— Start of Data lines —

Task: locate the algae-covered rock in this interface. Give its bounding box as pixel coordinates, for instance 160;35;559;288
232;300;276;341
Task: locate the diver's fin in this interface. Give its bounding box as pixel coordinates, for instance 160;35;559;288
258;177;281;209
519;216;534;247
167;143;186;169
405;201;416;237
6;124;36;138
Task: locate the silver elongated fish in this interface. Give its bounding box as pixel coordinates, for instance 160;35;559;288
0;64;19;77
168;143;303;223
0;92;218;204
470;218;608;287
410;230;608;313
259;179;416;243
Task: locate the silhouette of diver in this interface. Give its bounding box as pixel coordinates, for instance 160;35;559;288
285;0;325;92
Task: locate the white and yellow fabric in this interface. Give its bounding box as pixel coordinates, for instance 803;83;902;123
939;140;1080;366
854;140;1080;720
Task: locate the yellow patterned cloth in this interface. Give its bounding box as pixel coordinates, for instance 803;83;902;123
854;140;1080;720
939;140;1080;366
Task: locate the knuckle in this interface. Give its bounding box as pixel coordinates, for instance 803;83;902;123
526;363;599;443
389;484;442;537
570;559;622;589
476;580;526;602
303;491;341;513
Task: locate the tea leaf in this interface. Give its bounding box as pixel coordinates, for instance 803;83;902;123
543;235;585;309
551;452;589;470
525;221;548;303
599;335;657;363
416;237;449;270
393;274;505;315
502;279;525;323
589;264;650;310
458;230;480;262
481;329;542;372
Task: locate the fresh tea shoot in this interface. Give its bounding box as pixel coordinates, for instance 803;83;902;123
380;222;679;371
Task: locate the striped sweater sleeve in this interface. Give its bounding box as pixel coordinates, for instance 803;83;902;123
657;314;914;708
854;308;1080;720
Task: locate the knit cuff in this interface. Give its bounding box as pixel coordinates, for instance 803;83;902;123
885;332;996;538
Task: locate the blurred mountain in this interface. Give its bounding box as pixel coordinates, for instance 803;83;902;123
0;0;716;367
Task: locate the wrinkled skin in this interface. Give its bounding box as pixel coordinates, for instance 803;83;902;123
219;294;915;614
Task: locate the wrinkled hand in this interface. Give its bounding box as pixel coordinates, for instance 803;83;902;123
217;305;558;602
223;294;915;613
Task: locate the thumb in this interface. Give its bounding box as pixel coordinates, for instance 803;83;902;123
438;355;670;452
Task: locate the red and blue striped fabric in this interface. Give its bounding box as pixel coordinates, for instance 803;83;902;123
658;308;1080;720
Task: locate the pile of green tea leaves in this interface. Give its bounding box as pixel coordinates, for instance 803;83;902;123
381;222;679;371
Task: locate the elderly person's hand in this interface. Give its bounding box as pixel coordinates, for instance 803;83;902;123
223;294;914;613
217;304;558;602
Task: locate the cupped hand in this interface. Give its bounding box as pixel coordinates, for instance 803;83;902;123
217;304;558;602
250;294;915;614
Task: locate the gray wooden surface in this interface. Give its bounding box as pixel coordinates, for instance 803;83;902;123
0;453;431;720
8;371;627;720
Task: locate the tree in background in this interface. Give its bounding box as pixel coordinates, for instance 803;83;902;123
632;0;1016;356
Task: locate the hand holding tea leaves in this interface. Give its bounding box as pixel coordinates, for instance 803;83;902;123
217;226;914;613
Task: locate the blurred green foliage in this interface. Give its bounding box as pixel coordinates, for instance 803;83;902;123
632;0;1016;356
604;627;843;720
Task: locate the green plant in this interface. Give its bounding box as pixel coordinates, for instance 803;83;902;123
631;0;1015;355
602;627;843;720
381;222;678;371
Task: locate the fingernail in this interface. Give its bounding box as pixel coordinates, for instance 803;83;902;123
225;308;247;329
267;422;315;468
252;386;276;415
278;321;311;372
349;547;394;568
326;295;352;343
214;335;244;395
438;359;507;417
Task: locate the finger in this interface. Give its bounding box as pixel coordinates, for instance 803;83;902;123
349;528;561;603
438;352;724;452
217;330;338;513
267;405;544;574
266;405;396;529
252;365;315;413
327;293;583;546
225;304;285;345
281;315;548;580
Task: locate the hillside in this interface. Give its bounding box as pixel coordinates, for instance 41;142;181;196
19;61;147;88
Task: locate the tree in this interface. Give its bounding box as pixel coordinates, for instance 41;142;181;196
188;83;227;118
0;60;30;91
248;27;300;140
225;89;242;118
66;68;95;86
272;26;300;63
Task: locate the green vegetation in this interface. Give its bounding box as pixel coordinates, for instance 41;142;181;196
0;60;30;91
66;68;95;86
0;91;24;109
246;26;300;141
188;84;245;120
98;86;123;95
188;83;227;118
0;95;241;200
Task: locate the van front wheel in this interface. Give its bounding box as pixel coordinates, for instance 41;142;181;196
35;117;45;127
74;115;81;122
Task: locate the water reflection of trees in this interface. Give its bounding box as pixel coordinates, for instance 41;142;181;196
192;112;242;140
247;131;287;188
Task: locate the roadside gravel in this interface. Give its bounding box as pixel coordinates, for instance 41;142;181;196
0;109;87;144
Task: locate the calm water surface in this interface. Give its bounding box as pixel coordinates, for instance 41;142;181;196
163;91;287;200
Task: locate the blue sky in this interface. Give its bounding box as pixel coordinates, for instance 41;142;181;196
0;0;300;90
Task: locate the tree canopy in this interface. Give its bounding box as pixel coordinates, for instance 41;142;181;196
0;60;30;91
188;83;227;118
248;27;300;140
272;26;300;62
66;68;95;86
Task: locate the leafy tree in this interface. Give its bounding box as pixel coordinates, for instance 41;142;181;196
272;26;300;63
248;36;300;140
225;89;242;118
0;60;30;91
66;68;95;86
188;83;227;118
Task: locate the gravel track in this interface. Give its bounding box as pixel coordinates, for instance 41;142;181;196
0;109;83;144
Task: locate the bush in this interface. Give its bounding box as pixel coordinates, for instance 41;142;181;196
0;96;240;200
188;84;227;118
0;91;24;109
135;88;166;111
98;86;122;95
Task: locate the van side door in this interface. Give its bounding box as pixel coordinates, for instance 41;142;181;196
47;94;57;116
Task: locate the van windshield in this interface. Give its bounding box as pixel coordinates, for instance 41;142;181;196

— End of Data lines —

What is being asked: Rewrite the rows between the lines holding "Task: locate the knuckle" and "658;308;1080;720", inclusive, putting "creased" wherever "wrinkled" appears and leaving everything else unchanged.

Task answer:
Task: locate the knuckle in this interface. Give its bounding box as pixel coordinates, for instance 803;83;902;123
526;363;599;443
389;484;442;537
570;559;622;589
476;580;526;602
303;491;341;513
Task: locate the tea leaf in this interface. Give its bounding box as pixel coordinates, for instance 803;83;902;123
543;235;585;309
551;452;589;470
525;221;548;303
599;335;657;363
416;237;449;270
393;274;505;315
502;279;525;323
589;264;650;310
458;230;480;262
481;329;542;372
Task: locate the fresh tea shoot in this interface. Give its bounding box as pixel coordinates, for instance 803;83;902;123
380;222;679;371
Task: locate the striped sweater sleeve in this interface. Give its bounding box as pixel coordinates, for instance 803;83;902;123
657;314;914;708
854;308;1080;720
Task: locate the knit cuff in this interface. Give its bounding box as pixel coordinates, for instance 803;83;902;123
885;332;996;538
Task: locate the blurred mountain in this interface. Give its bounding box as pixel coordinates, for instance 803;83;902;123
0;0;716;367
Task: locate the creased skin in this interface. Give its bounding box as pixel coordinates, for instance 803;83;902;123
219;294;915;614
Task: locate the creased hand in this interface. Give its bounding box as pixel coordinates, for instance 803;83;902;123
217;305;558;602
223;294;915;613
Task: locate the thumb in this interface. Give its bounding box as pixel coordinates, for instance 803;83;902;123
438;355;670;452
Task: locate the red and blue striped fabric in this interface. Give its bounding box as pixel coordinates, for instance 803;83;902;123
658;308;1080;720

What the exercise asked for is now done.